Stored entries
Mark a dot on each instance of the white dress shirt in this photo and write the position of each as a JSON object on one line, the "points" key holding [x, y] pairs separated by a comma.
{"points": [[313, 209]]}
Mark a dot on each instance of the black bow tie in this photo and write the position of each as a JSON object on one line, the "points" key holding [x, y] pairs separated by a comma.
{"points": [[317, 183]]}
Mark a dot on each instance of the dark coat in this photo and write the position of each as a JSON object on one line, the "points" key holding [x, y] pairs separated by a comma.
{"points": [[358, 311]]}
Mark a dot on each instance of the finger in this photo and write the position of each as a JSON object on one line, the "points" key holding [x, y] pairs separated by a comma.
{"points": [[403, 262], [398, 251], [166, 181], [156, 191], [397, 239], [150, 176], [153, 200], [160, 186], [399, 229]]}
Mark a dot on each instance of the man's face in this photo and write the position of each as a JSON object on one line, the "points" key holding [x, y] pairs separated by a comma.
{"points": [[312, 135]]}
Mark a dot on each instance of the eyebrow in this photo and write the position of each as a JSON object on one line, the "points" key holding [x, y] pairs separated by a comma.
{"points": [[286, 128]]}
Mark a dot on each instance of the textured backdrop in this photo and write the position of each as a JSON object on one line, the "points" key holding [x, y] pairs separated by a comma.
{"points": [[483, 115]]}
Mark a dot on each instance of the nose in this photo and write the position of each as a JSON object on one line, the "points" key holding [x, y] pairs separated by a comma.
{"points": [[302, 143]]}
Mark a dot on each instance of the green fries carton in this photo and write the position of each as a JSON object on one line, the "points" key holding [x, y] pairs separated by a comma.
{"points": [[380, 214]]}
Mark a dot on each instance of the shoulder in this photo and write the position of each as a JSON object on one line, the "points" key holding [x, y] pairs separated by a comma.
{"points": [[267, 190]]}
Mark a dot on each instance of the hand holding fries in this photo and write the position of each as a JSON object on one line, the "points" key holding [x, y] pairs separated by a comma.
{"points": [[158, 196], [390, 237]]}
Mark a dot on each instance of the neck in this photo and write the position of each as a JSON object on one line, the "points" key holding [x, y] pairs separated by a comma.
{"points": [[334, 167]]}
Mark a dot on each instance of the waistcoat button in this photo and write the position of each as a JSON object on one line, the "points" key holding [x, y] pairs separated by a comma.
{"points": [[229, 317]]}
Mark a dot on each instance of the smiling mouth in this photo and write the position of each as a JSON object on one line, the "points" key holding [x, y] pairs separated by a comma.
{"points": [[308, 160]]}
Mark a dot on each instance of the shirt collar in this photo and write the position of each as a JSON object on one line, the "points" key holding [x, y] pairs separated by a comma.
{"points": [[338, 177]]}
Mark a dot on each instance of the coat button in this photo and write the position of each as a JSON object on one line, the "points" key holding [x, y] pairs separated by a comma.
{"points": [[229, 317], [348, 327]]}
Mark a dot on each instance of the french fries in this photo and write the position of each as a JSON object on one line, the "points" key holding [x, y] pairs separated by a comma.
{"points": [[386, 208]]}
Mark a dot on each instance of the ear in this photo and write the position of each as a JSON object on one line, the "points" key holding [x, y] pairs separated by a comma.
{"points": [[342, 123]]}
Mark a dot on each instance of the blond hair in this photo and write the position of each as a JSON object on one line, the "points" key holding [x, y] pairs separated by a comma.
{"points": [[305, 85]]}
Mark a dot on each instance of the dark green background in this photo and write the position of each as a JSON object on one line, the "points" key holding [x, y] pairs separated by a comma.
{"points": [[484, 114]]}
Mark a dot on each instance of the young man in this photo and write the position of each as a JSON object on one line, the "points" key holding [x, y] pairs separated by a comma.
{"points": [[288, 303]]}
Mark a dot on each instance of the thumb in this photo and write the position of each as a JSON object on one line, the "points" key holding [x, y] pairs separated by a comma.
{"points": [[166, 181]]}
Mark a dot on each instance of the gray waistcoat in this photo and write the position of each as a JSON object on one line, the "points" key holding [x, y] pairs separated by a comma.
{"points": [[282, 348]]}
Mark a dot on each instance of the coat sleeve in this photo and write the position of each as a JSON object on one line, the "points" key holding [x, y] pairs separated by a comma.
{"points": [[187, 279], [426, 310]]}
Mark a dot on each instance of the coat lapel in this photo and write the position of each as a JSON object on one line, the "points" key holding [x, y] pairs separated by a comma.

Work required —
The task requires an exact copy of all the lines above.

Result for this task —
Mark a dot on each instance of the white dress shirt in this photo and write the position of each as a JSON object on one line, the "points" key holding [x, y] pairs separated by a comma.
{"points": [[313, 209]]}
Mark a dot on each instance of the black bow tie in this photo and write the position of each as a JSON object on one line, the "points" key holding [x, y] pairs separated by a comma.
{"points": [[317, 183]]}
Mark a dot on each instance of the dark coat in this photo and write the position of each as a JSON object on one line, the "points" key holding [x, y] pairs separated by a comma.
{"points": [[358, 311]]}
Mark a dot on each instance of the finger in this photo and write the position of each as a JSON object on one line, the "points" key holding [x, y] pairs separated by a comma.
{"points": [[403, 262], [398, 251], [166, 181], [156, 191], [397, 239], [150, 176], [153, 200], [160, 186], [399, 229]]}
Mark a dot on each instance of the man's face in this photo and write the position of each as a JSON object on one line, the "points" key holding [x, y] pairs separated by a comma.
{"points": [[312, 135]]}
Mark a dot on each instance of the eyebrow in this photo and write the position of each as a JSON object on one line, the "points" key holding [x, y] pairs separated by a comma.
{"points": [[286, 128]]}
Mark a dot on each instance of the textured backdrop in this photo and write the position of each as a JSON object on one line, the "points" key holding [x, y] pairs separated by a comma.
{"points": [[483, 115]]}
Mark a dot on each instance of the nose in this photo and write the position of each as a JSON object on one line, the "points" key holding [x, y] pairs separated by a comma.
{"points": [[302, 143]]}
Mark a dot on each instance of the green fries carton in this photo and write the position of each as a JSON object on one line, the "points" key holding [x, y] pairs separated by a comma.
{"points": [[380, 214]]}
Mark a dot on each instance of the shoulder in this photo and write the position of each as a JSON object on one line, the "points" key holding [x, y] pairs separated by a comma.
{"points": [[267, 190]]}
Mark a dot on each instance of the hand holding fries in this photo and write the position of each as a JSON object on one line, the "points" key holding [x, y] pairs separated by a comma.
{"points": [[158, 196], [390, 237]]}
Mark a dot on each instance of the neck in this photo and write the position of each as a JSON object on one line, the "points" key holding [x, y] pairs separated by a comma.
{"points": [[334, 167]]}
Mark a dot on each instance of the waistcoat button in this photo and write the position of each as a JSON object on one line, the "points" key holding [x, y] pairs separated by a comma.
{"points": [[229, 317]]}
Mark a dot on each instance of the smiling mouth in this photo and write the position of each as a JSON object on one line, the "points" key holding [x, y] pairs separated by a comma.
{"points": [[308, 160]]}
Mark a dot on each instance of the shirt collar in this photo and write the position of each as a JSON object on one line, the "points" key holding [x, y] pairs separated by a comma.
{"points": [[338, 177]]}
Mark a dot on each instance of the coat button in this photo and write the position of each as a JSON object on one line, the "points" key holding [x, y] pairs separated by a comma.
{"points": [[229, 317], [348, 327]]}
Mark a dot on each instance of the french fries in this photo and write the position of each as a JSON object on one line, the "points" key holding [x, y] pairs separated by a comma.
{"points": [[386, 208]]}
Mark a dot on each instance of the ear in this photo and write the position of each as a JSON object on one line, the "points" key holding [x, y] pairs separated by a comma.
{"points": [[342, 123]]}
Mark a dot on each instance of the blond hair in this photo and write the position of each as a JSON object on one line, the "points" key holding [x, y] pairs separated by a comma.
{"points": [[305, 85]]}
Mark a dot on each instance of the dark green background in this photo and write the position of each as a JSON object on one line, the "points" key holding [x, y] pairs separated by a comma.
{"points": [[484, 114]]}
Mark a dot on each instance of the young man in this photo and write the position of each as a JSON object on one line, the "points" key holding [x, y] pairs separated by a comma.
{"points": [[288, 303]]}
Mark a dot on each instance of the thumb in this photo and write the position of each as a JSON object on one line, the "points" key holding [x, y] pairs separated by a comma.
{"points": [[166, 181]]}
Mark a dot on each instance of the gray waistcoat in this photo and write the position of each as a JSON object on one line, the "points" key holding [x, y] pairs separated by a comma.
{"points": [[282, 348]]}
Mark a dot on each instance of the coat sleeve in this photo and write the position of each as a JSON object on one line, the "points" key holding [x, y] pairs separated by a comma.
{"points": [[187, 279], [426, 310]]}
Mark a dot on each instance of the coat lapel in this photo and write the position of each as a JSON object on one line, the "points" key holding [x, y] pairs separated by a comma.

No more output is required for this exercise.